Hikers in the public hunting and fishing land west of Moses Lake may stumble upon something interesting scattered about the shrubsteppe this time of year – caged doves.

According to wildlife biologist Sean Dougherty, the Washington Department of Fish and Wildlife (WDFW) captures an average of around 250 mourning doves a year in that area, collecting data to inform hunting management throughout the Pacific Flyway.

Mourning doves are slender-tailed, small-headed grayish-tan birds common across North America. They fly fast and straight, perch on fences and power lines and forage for seeds on the ground.

Mourning doves are the most commonly hunted species in North America, and Grant County is typically the top dove harvesting county in Washington. This is likely because of the amount of open hunting grounds compared to other places, Dougherty said.

As members of the Pacific Flyway Council – an administrative body that forges cooperation among public wildlife agencies to protect and conserve migratory birds that inhabit western North America – the WDFW bands mourning doves within the flyway to measure annual reproduction, hunter harvest and survival, Dougherty said.

In Washington, the mourning dove hunting season goes from Sept. 1 to Oct. 30, with a daily bag limit of 15 birds.

If a hunter shoots a banded bird, they are strongly encouraged to report it via the contact information on the band, Dougherty said, to ensure the data is most accurate. Harvest information for the whole season is collected when the hunter purchases a Migratory Bird Permit.

[QUESTIONS]
[A] Based on the mourning dove article, answer yes or no to each statement, and quote the exact words that decide it. (i) Washington's mourning dove hunting season runs from Sept. 1 to Oct. 30. (ii) The daily bag limit is 25 birds. (iii) Mourning doves search for seeds up in trees.
[B] Resume the mourning dove article after its last sentence and write what comes next.
The records come from a separate source and are not part of the mourning dove article.

[RECORDED INFORMATION]
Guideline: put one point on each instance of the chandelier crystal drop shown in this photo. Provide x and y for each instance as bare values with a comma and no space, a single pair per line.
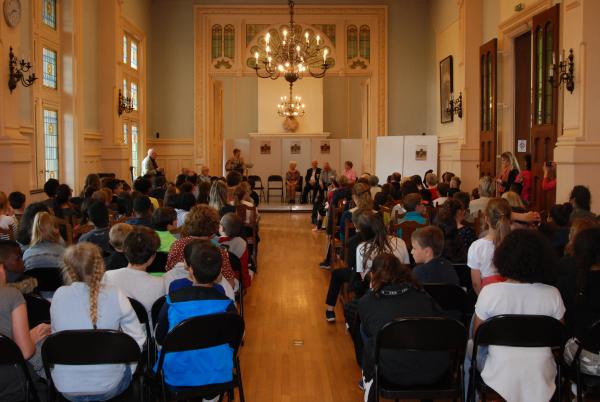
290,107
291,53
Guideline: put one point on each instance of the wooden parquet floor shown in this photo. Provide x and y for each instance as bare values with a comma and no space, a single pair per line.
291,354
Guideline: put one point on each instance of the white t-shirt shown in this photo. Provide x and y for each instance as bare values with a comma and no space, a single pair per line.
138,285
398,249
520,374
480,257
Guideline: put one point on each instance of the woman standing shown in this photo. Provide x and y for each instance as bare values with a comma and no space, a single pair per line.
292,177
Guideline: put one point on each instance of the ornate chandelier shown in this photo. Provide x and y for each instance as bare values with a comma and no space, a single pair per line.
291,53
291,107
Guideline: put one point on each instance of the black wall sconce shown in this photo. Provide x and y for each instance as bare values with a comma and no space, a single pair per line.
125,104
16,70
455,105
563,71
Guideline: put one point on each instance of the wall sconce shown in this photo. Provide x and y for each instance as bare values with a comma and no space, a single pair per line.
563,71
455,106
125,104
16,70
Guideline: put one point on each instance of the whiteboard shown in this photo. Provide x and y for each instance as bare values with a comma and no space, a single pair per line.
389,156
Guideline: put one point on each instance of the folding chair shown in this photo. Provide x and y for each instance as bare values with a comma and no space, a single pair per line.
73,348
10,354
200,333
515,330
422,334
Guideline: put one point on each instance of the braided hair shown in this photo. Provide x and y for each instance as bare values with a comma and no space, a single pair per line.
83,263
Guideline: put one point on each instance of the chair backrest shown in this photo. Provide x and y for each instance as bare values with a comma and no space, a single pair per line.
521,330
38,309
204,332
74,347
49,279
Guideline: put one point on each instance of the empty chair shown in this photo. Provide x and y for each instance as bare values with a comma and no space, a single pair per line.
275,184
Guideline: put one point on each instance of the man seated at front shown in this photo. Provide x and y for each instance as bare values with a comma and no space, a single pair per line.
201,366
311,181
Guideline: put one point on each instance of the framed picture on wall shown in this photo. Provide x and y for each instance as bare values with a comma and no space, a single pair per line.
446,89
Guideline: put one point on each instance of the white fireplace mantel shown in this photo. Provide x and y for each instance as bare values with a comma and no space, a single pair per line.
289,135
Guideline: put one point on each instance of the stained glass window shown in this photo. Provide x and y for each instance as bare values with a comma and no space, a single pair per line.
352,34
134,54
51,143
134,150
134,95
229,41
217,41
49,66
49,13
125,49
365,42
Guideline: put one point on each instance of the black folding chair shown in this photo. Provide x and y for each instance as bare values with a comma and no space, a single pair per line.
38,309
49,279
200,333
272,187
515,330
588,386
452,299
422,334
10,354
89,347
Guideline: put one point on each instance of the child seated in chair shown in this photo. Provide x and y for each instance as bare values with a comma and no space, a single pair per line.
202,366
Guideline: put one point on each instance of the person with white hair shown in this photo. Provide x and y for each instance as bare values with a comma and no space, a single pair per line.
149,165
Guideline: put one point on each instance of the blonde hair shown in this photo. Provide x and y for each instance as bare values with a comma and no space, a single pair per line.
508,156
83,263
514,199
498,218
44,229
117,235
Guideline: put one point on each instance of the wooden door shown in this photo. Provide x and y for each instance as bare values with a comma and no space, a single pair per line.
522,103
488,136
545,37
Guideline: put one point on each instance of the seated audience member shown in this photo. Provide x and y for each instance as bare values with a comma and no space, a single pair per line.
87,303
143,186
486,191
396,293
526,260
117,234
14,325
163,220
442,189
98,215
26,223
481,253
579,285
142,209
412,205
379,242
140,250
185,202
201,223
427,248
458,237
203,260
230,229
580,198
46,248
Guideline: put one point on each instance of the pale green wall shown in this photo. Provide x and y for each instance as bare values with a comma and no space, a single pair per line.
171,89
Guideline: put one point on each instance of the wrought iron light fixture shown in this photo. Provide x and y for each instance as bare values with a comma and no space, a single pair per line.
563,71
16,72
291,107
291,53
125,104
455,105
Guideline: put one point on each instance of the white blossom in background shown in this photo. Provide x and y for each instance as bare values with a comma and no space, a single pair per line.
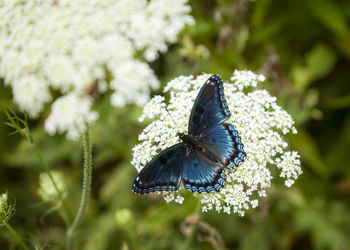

[RESPONSES BY TASK]
[A]
(i) Yes: "the mourning dove hunting season goes from Sept. 1 to Oct. 30"
(ii) No: "with a daily bag limit of 15 birds"
(iii) No: "forage for seeds on the ground"

[B]
The data collection is pretty simple, he said. If the department bands 100 birds and 10 birds are reported, the assumption is that 10% of the population has been hunted in the given year. If the total harvest was 10,000 birds, that would mean there were approximately 100,000 birds in the area prior to hunting season.

Sex and age is determined similarly, he said. Of those 100 banded birds, biologists keep track of how many are adult males, adult females, or hatch year birds before sex can be determined. This is used to note how much of each demographic makes up the population each year.

If weather conditions are stable, the doves found during scouting trips should be around during hunting season, he said. Hunters may improve their success by securing access to wheat fields for morning hunts.

In the evening, hunters can find success in wheat fields or traditional roosting areas, such as trees near water, he said.

Areas north and west sides of Potholes Reservoir, east side of Winchester Lake, and throughout the Desert Unit of the Columbia Basin Wildlife Area also make good dove hunting spots.